▶ [Quoted passage]
○ ○ ○ ○ ○

Postponing the Day of Reckoning:  Independent Panel Fails toGive Congress a Defense Policy Road Map

Report Defense

Postponing the Day of Reckoning:  Independent Panel Fails toGive Congress a Defense Policy Road Map

January 20, 1998 8 min read Download Report

Authors: Baker Spring and James Anderson

The lack of presidential leadership in defense policy has raised grave doubts about the ability of the United States to honor its growing number of overseas security commitments. Few independent observers believe the Administration's claim that the U.S. military has the requisite capabilities to win two "nearly simultaneous" major regional conflicts (MRCs). Distressingly, this growing mismatch between U.S. military capabilities and security commitments increases the likelihood that rogue states will be tempted to challenge U.S. security interests directly. In the meantime, this mismatch will continue to frustrate efforts to restructure today's U.S. military forces to face tomorrow's security threats.

Since the end of the Cold War, Congress has mandated several independent reviews of U.S. defense policy. On December 1, 1997, the National Defense Panel-the most recent of these independent reviews-issued its long-awaited assessment.1 Congress charged this nine-member civilian panel with assessing the findings of the Quadrennial Defense Review (QDR) report released by the Pentagon in May 1997.2

The National Defense Panel failed in its role as an independent check on the QDR process. Despite its urgent tone, the NDP's "transformation strategy" does not specify a recommended force structure or even a list of alternative force structure options. By resorting to generalities in its assessment, the NDP ignored its congressional mandate to provide a detailed review of the QDR report. It also failed to address the threat posed by the proliferation of weapons of mass destruction and the means of delivering them. Although the report states that U.S. defense policy must pay much closer attention to homeland defense, it merely endorses the Administration's policy gamble of promising national missile defense at some undefined date in the future.

○ ○ ○ ○ ○

▶ [Task list]
**1.** Condense the paragraph of the report that begins "The National Defense Panel failed" into a short bulleted list that keeps its main points.
**2.** Echo the report word for word, everything from "Authors: Baker Spring" down to "tomorrow's security threats.".

▶ [Record set]
○ ○ ○ ○ ○

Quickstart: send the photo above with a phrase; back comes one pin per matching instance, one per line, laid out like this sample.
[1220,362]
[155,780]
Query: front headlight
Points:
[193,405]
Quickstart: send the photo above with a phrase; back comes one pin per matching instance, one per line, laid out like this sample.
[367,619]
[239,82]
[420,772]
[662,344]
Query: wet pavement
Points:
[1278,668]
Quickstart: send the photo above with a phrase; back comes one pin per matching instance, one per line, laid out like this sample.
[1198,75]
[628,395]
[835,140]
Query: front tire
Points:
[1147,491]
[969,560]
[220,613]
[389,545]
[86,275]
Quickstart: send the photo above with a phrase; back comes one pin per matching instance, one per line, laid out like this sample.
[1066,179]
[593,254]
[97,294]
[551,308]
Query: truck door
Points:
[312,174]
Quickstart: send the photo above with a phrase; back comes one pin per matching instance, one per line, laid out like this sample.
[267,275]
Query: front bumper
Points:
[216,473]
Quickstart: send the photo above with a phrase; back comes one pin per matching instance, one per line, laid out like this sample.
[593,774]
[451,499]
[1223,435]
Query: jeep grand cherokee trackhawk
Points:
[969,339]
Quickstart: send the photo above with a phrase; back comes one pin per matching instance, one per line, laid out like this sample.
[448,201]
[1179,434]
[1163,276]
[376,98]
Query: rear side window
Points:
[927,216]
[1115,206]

○ ○ ○ ○ ○

▶ [Task-by-task solutions]
**1.**
- The National Defense Panel (NDP) failed as an independent check on the QDR process.
- Its "transformation strategy" specifies no recommended force structure and no list of alternative options.
- By relying on generalities, it ignored its congressional mandate to review the QDR report in detail.
- It did not address the threat from the proliferation of weapons of mass destruction and the means of delivering them.
- It says homeland defense needs closer attention, but it only endorses the Administration's gamble of promising national missile defense at some undefined future date.

**2.**
Authors: Baker Spring and James Anderson

The lack of presidential leadership in defense policy has raised grave doubts about the ability of the United States to honor its growing number of overseas security commitments. Few independent observers believe the Administration's claim that the U.S. military has the requisite capabilities to win two "nearly simultaneous" major regional conflicts (MRCs). Distressingly, this growing mismatch between U.S. military capabilities and security commitments increases the likelihood that rogue states will be tempted to challenge U.S. security interests directly. In the meantime, this mismatch will continue to frustrate efforts to restructure today's U.S. military forces to face tomorrow's security threats.